What is required:
Which lines in the records below contain the word "outline"? Return each of them.

**********

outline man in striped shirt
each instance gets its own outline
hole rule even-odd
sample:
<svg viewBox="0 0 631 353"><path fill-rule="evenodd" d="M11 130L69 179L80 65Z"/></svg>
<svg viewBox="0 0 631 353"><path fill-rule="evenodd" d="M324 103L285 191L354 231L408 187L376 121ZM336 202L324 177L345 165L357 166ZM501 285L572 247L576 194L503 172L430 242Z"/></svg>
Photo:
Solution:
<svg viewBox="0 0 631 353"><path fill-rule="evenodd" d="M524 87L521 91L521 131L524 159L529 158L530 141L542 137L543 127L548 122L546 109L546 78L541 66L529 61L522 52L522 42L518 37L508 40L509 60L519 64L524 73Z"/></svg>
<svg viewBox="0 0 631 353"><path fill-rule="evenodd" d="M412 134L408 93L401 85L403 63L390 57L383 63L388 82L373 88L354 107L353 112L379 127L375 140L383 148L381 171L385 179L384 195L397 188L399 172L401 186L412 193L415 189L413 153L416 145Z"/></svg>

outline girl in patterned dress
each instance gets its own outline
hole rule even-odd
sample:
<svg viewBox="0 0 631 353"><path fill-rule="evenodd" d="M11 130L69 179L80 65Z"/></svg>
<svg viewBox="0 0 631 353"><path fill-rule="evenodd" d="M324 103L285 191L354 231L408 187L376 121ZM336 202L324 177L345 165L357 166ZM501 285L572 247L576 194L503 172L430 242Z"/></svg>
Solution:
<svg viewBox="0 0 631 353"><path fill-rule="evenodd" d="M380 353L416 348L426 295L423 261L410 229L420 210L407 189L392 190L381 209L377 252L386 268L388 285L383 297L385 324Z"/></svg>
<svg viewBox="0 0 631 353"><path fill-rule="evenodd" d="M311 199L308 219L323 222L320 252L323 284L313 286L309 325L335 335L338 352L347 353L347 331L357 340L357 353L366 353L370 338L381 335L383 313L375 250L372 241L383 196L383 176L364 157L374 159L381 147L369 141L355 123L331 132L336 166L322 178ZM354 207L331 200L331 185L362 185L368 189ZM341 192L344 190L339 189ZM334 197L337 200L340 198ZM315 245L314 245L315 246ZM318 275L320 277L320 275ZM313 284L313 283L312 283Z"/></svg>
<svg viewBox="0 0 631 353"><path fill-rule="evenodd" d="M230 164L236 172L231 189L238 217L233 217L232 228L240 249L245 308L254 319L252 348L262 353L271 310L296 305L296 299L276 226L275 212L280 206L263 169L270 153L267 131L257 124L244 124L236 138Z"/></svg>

**********

Exercise output:
outline man in striped shirt
each instance gets its own outline
outline girl in patterned dress
each instance gets its own outline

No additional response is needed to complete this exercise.